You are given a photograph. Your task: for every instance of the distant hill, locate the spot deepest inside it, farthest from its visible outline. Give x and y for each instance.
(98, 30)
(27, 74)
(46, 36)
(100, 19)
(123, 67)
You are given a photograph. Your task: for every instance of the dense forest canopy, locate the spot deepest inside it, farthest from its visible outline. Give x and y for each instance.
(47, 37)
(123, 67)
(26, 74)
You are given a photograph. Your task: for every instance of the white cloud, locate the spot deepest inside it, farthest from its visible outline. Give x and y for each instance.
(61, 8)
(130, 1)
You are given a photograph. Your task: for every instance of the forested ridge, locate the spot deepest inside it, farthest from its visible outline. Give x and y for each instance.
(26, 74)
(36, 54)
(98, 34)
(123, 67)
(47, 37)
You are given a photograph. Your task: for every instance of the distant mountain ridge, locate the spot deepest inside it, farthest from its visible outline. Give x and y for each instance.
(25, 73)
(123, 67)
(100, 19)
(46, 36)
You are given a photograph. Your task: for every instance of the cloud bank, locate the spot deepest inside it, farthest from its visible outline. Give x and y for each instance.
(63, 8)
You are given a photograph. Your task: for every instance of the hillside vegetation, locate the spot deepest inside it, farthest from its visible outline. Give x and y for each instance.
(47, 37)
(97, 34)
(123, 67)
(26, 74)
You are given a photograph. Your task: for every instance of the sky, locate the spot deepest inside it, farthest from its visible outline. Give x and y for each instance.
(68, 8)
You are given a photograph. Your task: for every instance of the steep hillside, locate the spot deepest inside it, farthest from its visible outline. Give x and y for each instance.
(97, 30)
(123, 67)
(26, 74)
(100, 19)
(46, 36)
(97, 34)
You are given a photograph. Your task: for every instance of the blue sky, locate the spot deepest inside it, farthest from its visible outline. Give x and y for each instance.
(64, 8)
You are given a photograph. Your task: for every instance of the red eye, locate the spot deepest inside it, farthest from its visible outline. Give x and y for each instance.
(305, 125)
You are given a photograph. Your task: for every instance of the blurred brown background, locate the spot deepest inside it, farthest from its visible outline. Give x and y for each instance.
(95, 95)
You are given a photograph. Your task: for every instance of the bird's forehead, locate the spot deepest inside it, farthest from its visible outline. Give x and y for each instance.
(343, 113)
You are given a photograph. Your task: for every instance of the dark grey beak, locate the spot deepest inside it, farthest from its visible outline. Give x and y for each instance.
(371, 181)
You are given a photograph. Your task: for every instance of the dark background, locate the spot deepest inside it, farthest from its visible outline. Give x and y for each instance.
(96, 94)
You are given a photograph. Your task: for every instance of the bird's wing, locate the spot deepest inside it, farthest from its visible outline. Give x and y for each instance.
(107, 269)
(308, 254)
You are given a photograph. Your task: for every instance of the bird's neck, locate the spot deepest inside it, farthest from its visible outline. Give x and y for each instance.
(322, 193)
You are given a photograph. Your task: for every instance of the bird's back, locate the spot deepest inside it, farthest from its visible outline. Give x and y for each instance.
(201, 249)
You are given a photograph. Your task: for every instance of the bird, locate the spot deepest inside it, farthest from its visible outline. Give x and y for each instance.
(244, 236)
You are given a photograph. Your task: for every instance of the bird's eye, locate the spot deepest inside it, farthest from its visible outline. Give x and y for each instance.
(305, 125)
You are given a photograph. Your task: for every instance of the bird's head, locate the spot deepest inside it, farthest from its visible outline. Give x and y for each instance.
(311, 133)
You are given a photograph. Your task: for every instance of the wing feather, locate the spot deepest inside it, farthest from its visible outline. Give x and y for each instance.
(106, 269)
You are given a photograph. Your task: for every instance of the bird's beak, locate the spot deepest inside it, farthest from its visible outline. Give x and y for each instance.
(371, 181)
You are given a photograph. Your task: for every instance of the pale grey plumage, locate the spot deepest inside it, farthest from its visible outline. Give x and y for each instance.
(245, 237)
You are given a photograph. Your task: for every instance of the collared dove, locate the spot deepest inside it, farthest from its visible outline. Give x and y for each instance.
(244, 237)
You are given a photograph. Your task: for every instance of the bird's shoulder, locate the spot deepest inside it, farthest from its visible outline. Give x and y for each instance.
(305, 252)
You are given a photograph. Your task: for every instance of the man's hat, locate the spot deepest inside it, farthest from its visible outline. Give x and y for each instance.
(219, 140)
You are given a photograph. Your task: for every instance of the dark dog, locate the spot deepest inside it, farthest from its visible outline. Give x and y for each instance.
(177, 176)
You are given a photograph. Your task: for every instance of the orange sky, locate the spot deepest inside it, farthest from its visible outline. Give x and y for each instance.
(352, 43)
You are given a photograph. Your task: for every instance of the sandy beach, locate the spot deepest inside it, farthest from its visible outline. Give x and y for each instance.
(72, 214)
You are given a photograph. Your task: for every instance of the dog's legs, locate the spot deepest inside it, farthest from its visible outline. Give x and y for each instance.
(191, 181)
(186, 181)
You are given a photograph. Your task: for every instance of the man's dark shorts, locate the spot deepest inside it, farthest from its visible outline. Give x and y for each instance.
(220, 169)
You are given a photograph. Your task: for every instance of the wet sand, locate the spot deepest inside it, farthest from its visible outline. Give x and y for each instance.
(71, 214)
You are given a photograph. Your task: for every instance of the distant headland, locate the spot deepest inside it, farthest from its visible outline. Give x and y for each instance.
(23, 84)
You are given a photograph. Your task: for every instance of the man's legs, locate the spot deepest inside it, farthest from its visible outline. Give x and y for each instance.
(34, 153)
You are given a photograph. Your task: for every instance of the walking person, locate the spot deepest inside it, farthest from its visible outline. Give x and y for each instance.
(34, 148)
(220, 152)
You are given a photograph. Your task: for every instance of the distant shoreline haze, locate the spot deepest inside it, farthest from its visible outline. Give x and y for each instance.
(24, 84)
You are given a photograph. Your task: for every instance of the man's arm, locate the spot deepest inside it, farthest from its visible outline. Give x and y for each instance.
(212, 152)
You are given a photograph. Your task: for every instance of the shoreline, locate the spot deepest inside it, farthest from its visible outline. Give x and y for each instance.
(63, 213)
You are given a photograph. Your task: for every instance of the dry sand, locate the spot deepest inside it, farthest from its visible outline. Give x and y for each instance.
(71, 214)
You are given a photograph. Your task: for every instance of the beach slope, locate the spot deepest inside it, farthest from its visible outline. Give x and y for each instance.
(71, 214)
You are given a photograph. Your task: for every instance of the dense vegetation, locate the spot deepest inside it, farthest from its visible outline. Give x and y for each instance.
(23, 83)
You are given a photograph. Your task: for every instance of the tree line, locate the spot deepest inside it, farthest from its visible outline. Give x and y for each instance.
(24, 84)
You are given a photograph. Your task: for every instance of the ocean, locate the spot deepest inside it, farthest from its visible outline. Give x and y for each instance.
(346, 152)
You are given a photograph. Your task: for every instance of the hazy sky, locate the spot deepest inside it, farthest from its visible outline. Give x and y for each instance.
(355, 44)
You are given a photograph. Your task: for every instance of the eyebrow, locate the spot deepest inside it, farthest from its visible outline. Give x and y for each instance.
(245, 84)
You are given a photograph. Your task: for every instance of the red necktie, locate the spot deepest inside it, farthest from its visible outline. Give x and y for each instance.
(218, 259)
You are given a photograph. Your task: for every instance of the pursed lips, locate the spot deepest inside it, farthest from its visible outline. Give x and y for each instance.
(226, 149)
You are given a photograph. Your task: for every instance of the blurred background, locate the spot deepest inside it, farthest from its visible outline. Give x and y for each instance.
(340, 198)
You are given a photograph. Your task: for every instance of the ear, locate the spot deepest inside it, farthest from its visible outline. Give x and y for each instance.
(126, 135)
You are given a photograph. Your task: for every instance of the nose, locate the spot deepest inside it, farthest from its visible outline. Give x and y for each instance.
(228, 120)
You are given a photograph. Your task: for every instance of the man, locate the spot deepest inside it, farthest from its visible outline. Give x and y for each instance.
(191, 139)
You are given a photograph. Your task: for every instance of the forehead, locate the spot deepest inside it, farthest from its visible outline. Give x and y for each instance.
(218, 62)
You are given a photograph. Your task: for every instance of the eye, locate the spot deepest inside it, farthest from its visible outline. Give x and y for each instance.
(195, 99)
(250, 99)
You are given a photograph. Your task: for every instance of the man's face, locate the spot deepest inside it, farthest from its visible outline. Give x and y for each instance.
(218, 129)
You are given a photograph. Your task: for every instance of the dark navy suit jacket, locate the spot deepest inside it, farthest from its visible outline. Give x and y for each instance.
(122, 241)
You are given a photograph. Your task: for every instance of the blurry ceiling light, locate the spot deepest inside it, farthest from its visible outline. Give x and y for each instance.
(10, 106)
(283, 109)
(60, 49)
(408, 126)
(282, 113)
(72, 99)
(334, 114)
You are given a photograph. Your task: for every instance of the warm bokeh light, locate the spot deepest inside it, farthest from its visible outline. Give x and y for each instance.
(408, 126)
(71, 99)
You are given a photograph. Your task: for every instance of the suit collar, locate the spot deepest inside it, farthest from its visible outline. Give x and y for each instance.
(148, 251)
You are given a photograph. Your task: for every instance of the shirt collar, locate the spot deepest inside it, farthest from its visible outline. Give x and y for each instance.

+ + + +

● **TO BE DONE**:
Retype, exactly and only, the lines running from the one with "man's face, locate" through the final line of the listing above.

● **OUTPUT OF THE EXERCISE**:
You are given a photograph. Your task: for every instance of the man's face, locate the spot deepest inside it, farthest from its visible outline. Give x and y for each instance.
(218, 129)
You are given a photograph. Your task: for every instance of the dark navy suit jacket, locate the spot deepest inside it, farthest from its visible outline. Give x and y for each instance.
(122, 241)
You are given a photograph. Your task: for every instance of the blurry ceiling light, locate the spot deepest inside it, farthest from its visible outline. Give x and y for each instance.
(10, 106)
(283, 109)
(60, 49)
(408, 126)
(282, 113)
(72, 99)
(334, 114)
You are given a photograph. Your task: for every instance of the warm bokeh light, locate the spot deepest inside it, farthest from its visible outline. Give x and y for each instance.
(408, 126)
(71, 99)
You are given a photograph. Your task: for every instance of the suit collar, locate the spot deepest inside it, farthest from its visible outline. Give x and y for each instance.
(148, 251)
You are given a photograph. Your task: for every instance of the shirt collar, locate the spot deepest inside it, farthest from its visible outline. Give x and y for each instance.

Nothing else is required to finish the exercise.